As East End families prepare for a one of the strangest holidays in recent years, it’s important to remain focused on the things that truly matter and be thankful for the blessings and miracles we’ve received this year…
Father Constantine Lazarakis
It’s the season of joy and miracles. At Christmas we are assured, as Charles Dickens eloquently illustrated way back in 1834, that even the heart of the greediest miser can be turned to compassion and generosity. It’s the time when Charlie Brown breaks through the commercialism of the holidays to remind us that a scrawny and pitiful twig can become the most splendid of Christmas trees if we can just recall what Christmas is all about.
The message of Christmas is simple—that God is with us, each of us, no matter who or what we are, regardless of our circumstances. At Christmas we hear that God became a man, a human being. And He didn’t become just any man. No, He became a vulnerable man, a defenseless infant, born into poverty, wrapped in swaddling clothes and laid in a manger, because He did not even have His own room.
When we look for the true meaning of the season, this is it: Knowing God’s love is not only for the priests and the rabbis. It is not only for the saints and prophets of long ago. It is not only for the old-fashioned and pious. Jesus was born into difficult and impoverished circumstances so that we would be able to find His light in even our most difficult circumstances. If the likes of greedy Ebenezer Scrooge and good ol’ Charlie Brown can find the joy of Christmas, then we can, too!
So, as we muddle through the difficulty of the pandemic and try to cobble together “Merry Christmas,” let’s do what Dickens and Schultz recommend—quiet the noise of commercialism and greed, open our hearts to the love of our ever-present Creator and embrace one another with generosity and forgiveness. Merry Christmas and “God bless us, everyone!”

* [Apply what you read]:
#1 From the Christmas message above, duplicate the passage starting with "When we look" and going on through "we can, too!".
#2 In the Christmas message, why was the infant laid in a manger?
#3 Take the Christmas message further, picking up after its final sentence.

* [Data excerpts]:
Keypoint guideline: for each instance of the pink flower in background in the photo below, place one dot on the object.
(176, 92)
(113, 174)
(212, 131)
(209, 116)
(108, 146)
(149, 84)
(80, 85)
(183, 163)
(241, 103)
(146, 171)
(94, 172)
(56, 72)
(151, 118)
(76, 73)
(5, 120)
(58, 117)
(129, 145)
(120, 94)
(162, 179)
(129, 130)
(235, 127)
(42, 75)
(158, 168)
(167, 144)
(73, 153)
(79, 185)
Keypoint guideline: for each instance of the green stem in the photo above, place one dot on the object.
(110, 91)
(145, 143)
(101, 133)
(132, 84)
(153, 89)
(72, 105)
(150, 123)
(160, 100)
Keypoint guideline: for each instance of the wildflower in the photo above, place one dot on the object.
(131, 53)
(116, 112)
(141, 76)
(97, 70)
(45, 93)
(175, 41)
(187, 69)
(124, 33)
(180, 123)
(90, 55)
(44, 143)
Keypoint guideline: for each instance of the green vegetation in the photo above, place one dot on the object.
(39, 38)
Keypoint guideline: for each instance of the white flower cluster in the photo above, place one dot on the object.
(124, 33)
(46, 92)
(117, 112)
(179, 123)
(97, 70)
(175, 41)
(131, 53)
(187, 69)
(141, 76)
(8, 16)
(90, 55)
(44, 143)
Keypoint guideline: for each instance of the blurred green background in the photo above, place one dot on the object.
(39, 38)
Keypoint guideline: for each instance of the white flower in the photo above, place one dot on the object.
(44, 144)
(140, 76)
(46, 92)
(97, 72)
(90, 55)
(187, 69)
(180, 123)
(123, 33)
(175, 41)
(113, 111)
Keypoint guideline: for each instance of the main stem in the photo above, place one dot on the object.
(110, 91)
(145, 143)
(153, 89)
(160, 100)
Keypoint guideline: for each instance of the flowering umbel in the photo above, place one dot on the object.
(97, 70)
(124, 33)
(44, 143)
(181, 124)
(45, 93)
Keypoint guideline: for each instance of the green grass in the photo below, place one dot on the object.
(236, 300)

* [Exercise answers]:
#1
When we look for the true meaning of the season, this is it: Knowing God’s love is not only for the priests and the rabbis. It is not only for the saints and prophets of long ago. It is not only for the old-fashioned and pious. Jesus was born into difficult and impoverished circumstances so that we would be able to find His light in even our most difficult circumstances. If the likes of greedy Ebenezer Scrooge and good ol’ Charlie Brown can find the joy of Christmas, then we can, too!

#2 Because He did not even have His own room.

#3
Rabbi Josh Franklin
A tale is told of a horrible flood that causes the waters of a river to rise so much, that a man is forced onto his roof. A person in a rowboat floats by and shouts for the man to get in. “Don’t worry,” cries the man on the roof, “I’ve prayed for a miracle, and I’m a man of faith.” As the rowboat continued on, the waters continue to rise. Suddenly, a helicopter flies by and spots the man on the roof. A rescue worker from the chopper throws down a ladder and calls for the man on the roof to climb up. Again, the man on the roof insists, “Don’t worry, I’ve prayed for a miracle.” Eventually, the waters sweep the man away, and he drowns. When he arrives in heaven, he demands an audience before God. “Master of the Universe,” the man bewails, “I prayed for a miracle, and you did nothing!” God replies, “I sent you a rowboat and a helicopter. What more did you expect?”
The moral of the story echoes ancient Jewish wisdom relevant in every generation and in every faith: We shouldn’t rely on miracles! Instead of expecting monumental divine gestures, focus instead on recognizing everyday miracles. The Jewish tradition has a set of blessings that thank God for “daily miracles.” These include the miracles of God fortifying our steps, clothing us, giving us strength when we are tired and, simply, for granting us freedom. Reciting these blessings hones an awareness that miracles are everywhere, and in everything—we need only recognize them.
Miracles are wonders that most people call normal. Albert Einstein is quoted to have said that: “There are two ways to live your life. One is as though nothing is a miracle. The other is as though everything is a miracle.” Don’t wait for a holiday miracle to happen. Instead, challenge yourself to uncover miracles in the world as it is.